━━━━━ Data extract
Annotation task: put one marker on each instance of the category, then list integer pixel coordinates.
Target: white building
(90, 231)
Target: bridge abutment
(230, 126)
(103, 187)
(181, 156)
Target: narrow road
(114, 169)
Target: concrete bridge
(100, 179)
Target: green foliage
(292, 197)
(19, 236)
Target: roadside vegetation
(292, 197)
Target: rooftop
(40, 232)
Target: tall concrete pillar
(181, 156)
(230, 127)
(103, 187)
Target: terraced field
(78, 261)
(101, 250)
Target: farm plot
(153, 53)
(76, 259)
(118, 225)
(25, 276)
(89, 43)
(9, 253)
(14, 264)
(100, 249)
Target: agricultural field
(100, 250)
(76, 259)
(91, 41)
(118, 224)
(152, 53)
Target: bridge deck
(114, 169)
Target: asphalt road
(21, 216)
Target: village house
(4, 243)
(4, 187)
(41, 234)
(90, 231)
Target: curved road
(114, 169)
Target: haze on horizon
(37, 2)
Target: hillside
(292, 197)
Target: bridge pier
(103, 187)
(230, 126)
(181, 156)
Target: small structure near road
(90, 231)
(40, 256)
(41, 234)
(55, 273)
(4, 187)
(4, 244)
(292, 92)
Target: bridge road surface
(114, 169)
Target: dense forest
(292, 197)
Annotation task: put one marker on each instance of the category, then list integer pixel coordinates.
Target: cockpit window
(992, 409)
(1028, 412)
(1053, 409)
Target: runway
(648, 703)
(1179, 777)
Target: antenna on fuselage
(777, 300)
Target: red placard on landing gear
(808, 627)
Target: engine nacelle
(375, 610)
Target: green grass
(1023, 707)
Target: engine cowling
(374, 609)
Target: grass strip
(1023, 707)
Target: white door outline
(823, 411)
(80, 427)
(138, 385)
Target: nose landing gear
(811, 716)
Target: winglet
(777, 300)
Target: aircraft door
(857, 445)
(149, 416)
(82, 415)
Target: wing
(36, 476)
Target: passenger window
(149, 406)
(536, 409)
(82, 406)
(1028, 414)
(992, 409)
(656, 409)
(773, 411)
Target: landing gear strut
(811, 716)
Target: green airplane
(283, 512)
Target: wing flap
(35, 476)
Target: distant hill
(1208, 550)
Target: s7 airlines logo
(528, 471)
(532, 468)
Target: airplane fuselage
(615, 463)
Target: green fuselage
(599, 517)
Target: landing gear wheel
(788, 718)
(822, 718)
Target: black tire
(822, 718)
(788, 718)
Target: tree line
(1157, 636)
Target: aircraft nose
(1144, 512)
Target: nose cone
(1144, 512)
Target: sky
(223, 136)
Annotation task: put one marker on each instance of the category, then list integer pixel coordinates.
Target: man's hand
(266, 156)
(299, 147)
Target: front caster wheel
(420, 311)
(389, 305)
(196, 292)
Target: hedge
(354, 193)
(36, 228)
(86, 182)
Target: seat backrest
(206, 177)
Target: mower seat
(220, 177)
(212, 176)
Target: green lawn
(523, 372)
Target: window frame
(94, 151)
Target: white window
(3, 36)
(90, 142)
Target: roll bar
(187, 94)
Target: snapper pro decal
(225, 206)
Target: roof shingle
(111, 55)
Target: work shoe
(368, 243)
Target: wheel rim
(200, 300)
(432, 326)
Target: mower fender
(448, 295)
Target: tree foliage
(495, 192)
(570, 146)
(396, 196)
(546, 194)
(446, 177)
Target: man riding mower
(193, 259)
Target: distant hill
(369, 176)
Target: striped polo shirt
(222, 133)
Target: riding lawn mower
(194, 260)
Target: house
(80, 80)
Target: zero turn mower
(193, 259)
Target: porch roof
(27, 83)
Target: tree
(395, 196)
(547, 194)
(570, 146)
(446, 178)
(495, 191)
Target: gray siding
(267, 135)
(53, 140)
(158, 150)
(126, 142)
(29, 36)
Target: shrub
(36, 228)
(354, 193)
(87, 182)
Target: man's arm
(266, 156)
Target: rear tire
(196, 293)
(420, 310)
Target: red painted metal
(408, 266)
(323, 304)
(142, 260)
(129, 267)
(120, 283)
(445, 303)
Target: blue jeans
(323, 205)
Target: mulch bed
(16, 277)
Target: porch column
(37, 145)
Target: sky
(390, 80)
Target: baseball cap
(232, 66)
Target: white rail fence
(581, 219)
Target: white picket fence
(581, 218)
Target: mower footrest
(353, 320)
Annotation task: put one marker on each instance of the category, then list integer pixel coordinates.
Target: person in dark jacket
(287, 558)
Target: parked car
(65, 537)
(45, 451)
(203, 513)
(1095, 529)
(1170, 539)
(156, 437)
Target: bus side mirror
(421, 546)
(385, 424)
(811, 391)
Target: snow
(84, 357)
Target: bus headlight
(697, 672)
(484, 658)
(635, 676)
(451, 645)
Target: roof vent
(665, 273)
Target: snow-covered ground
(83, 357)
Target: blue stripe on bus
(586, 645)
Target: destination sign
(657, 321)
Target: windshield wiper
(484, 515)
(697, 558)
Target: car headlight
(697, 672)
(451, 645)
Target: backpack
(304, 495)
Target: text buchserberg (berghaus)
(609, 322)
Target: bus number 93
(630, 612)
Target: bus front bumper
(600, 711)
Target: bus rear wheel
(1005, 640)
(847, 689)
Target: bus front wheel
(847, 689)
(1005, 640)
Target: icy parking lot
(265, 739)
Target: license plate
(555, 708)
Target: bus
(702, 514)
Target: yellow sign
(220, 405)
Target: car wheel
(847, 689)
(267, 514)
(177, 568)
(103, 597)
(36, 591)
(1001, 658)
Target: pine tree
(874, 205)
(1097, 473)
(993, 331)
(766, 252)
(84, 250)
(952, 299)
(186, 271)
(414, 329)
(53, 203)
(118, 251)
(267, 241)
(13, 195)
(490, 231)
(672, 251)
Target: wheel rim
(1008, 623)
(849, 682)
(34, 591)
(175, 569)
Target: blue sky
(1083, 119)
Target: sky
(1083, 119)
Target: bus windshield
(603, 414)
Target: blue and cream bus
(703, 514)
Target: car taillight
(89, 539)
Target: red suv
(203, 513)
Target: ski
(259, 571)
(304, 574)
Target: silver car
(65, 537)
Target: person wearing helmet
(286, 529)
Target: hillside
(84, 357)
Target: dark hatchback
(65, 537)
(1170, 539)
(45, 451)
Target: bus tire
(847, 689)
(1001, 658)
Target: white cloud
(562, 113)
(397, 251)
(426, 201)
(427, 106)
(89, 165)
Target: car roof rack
━━━━━━━━━━
Job →
Write out every record shown above, word for word.

Written response →
Annotation task: put one marker on each instance of the category, then list integer pixel coordinates.
Target: white building
(90, 231)
Target: bridge abutment
(230, 126)
(103, 187)
(181, 156)
Target: narrow road
(114, 169)
Target: concrete bridge
(100, 179)
Target: green foliage
(292, 197)
(19, 236)
Target: roadside vegetation
(292, 197)
Target: rooftop
(40, 232)
Target: tall concrete pillar
(181, 156)
(230, 127)
(103, 187)
Target: terraced field
(78, 261)
(101, 250)
Target: farm plot
(153, 53)
(76, 259)
(118, 225)
(25, 276)
(89, 43)
(9, 253)
(14, 264)
(100, 249)
Target: agricultural field
(100, 250)
(76, 259)
(91, 41)
(118, 224)
(152, 53)
Target: bridge deck
(114, 169)
Target: asphalt road
(21, 216)
Target: village house
(4, 243)
(4, 187)
(41, 234)
(90, 231)
Target: curved road
(114, 169)
Target: haze on horizon
(37, 2)
Target: hillside
(292, 197)
Target: bridge pier
(103, 187)
(230, 126)
(181, 156)
Target: small structure near road
(90, 231)
(40, 256)
(41, 234)
(55, 273)
(4, 187)
(4, 244)
(292, 92)
Target: bridge road surface
(114, 169)
Target: dense forest
(292, 197)
Annotation task: put one marker on each instance of the category, then list integer pixel coordinates.
Target: cockpit window
(992, 409)
(1028, 412)
(1053, 409)
Target: runway
(648, 703)
(1179, 777)
Target: antenna on fuselage
(777, 300)
Target: red placard on landing gear
(808, 627)
Target: engine nacelle
(375, 610)
Target: green grass
(1023, 707)
Target: engine cowling
(374, 609)
Target: grass strip
(1023, 707)
Target: white door outline
(823, 411)
(80, 427)
(138, 385)
Target: nose landing gear
(811, 716)
Target: winglet
(777, 300)
Target: aircraft door
(857, 445)
(149, 416)
(82, 415)
Target: wing
(36, 476)
Target: passenger window
(149, 406)
(536, 409)
(82, 406)
(1028, 414)
(992, 409)
(656, 409)
(773, 411)
Target: landing gear strut
(811, 716)
Target: green airplane
(283, 512)
Target: wing flap
(35, 476)
Target: distant hill
(1208, 550)
Target: s7 airlines logo
(528, 471)
(532, 468)
Target: airplane fuselage
(615, 463)
Target: green fuselage
(599, 517)
Target: landing gear wheel
(788, 718)
(822, 718)
Target: black tire
(822, 718)
(788, 718)
Target: tree line
(1157, 636)
Target: aircraft nose
(1144, 512)
Target: nose cone
(1144, 512)
Target: sky
(223, 136)
Annotation task: put one marker on each instance of the category, then list integer pixel coordinates.
Target: man's hand
(266, 156)
(299, 147)
Target: front caster wheel
(420, 311)
(389, 305)
(196, 292)
Target: hedge
(354, 193)
(36, 228)
(86, 182)
Target: seat backrest
(206, 177)
Target: mower seat
(220, 177)
(212, 176)
Target: green lawn
(523, 372)
Target: window frame
(94, 151)
Target: white window
(3, 36)
(90, 142)
Target: roll bar
(187, 94)
Target: snapper pro decal
(225, 206)
Target: roof shingle
(111, 55)
Target: work shoe
(368, 243)
Target: wheel rim
(200, 300)
(432, 326)
Target: mower fender
(448, 295)
Target: tree foliage
(495, 192)
(570, 146)
(396, 196)
(546, 194)
(446, 177)
Target: man riding mower
(193, 259)
Target: distant hill
(369, 176)
Target: striped polo shirt
(222, 133)
Target: riding lawn mower
(194, 260)
Target: house
(80, 80)
Target: zero turn mower
(193, 259)
Target: porch roof
(27, 83)
Target: tree
(395, 196)
(547, 194)
(570, 146)
(446, 178)
(495, 191)
Target: gray siding
(267, 135)
(53, 140)
(158, 150)
(126, 142)
(29, 36)
Target: shrub
(36, 228)
(354, 193)
(87, 182)
Target: man's arm
(266, 156)
Target: rear tire
(196, 293)
(420, 310)
Target: red painted metal
(408, 266)
(323, 304)
(142, 260)
(129, 267)
(120, 283)
(445, 303)
Target: blue jeans
(323, 205)
Target: mulch bed
(16, 277)
Target: porch column
(37, 145)
Target: sky
(390, 80)
Target: baseball cap
(232, 66)
Target: white rail fence
(581, 219)
Target: white picket fence
(581, 218)
Target: mower footrest
(353, 320)
Annotation task: put one marker on each instance of the category, then list integer pixel coordinates.
Target: person in dark jacket
(287, 558)
Target: parked car
(65, 537)
(45, 451)
(203, 513)
(1095, 529)
(1170, 539)
(156, 437)
Target: bus side mirror
(421, 546)
(385, 424)
(811, 391)
Target: snow
(84, 357)
Target: bus headlight
(697, 672)
(484, 658)
(635, 676)
(451, 645)
Target: roof vent
(665, 273)
Target: snow-covered ground
(83, 357)
Target: blue stripe on bus
(586, 645)
Target: destination sign
(657, 321)
Target: windshield wiper
(484, 515)
(697, 558)
Target: car headlight
(697, 672)
(451, 645)
Target: backpack
(304, 495)
Target: text buchserberg (berghaus)
(609, 322)
Target: bus number 93
(630, 612)
Target: bus front bumper
(600, 711)
Target: bus rear wheel
(1005, 640)
(847, 689)
Target: bus front wheel
(847, 689)
(1005, 640)
Target: icy parking lot
(265, 739)
Target: license plate
(555, 708)
Target: bus
(702, 514)
Target: yellow sign
(220, 405)
Target: car wheel
(847, 689)
(267, 514)
(177, 568)
(103, 597)
(36, 591)
(1001, 658)
Target: pine tree
(874, 205)
(1097, 473)
(993, 331)
(766, 252)
(84, 250)
(952, 299)
(186, 271)
(414, 329)
(53, 203)
(118, 251)
(267, 241)
(13, 195)
(490, 231)
(672, 251)
Target: wheel rim
(1008, 623)
(849, 682)
(34, 591)
(175, 569)
Target: blue sky
(1083, 119)
Target: sky
(1083, 119)
Target: bus windshield
(603, 414)
Target: blue and cream bus
(703, 514)
Target: car taillight
(89, 539)
Target: red suv
(203, 513)
Target: ski
(259, 571)
(304, 574)
Target: silver car
(65, 537)
Target: person wearing helmet
(286, 529)
Target: hillside
(84, 357)
Target: dark hatchback
(65, 537)
(1170, 539)
(45, 451)
Target: bus tire
(847, 689)
(1001, 658)
Target: white cloud
(562, 113)
(397, 251)
(426, 201)
(427, 106)
(89, 165)
Target: car roof rack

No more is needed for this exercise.